Data extracts:
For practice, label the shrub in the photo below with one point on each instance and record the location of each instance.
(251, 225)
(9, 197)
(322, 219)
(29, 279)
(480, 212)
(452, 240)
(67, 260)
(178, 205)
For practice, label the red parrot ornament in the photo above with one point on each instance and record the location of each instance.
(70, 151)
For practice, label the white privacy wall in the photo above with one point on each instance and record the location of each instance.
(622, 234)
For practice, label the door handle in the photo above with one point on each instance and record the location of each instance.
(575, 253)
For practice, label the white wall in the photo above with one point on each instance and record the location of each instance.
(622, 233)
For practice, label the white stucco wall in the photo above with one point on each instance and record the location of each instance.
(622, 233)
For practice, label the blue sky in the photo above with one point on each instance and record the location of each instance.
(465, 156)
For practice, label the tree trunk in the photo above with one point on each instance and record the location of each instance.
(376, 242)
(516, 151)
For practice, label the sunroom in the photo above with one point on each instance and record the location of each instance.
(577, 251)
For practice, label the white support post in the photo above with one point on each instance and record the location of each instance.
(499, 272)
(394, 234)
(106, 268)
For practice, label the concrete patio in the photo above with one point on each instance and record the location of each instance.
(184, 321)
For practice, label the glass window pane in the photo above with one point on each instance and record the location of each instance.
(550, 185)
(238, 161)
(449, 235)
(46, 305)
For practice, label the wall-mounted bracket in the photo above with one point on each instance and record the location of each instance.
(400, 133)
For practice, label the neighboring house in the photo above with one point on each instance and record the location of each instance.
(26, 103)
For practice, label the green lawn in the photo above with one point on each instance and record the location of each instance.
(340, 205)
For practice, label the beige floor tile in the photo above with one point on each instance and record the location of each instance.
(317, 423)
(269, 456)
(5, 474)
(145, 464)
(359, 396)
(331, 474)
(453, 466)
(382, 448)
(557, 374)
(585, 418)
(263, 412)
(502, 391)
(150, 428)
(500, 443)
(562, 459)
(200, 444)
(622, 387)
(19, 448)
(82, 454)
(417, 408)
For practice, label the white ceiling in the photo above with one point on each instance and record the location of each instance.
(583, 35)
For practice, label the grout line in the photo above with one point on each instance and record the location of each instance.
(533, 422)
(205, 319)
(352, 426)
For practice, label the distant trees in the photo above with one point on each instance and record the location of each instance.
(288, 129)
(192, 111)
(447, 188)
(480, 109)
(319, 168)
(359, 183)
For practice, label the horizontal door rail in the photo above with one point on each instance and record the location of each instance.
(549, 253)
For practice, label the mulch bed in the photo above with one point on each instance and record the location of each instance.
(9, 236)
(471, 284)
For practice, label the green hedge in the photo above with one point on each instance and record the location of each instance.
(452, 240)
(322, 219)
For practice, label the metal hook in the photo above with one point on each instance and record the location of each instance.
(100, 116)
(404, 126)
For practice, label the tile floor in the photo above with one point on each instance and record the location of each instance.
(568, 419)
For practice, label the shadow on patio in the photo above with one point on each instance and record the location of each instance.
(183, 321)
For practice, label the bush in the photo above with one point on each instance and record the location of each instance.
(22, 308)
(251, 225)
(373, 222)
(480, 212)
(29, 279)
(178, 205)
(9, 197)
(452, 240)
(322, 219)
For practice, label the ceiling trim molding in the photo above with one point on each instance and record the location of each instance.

What you need to do: Repeat exactly the lines of the material from the one with "For practice, label the bush" through the end, both the first and the last included.

Output of the task:
For practice, label the bush in the photo above with one point on each instance and record the location of each instance.
(22, 308)
(251, 225)
(373, 222)
(480, 212)
(29, 279)
(178, 205)
(9, 197)
(452, 240)
(322, 219)
For practice, label the ceiling trim molding in the photo above with one point on each instance and record the location of each instance.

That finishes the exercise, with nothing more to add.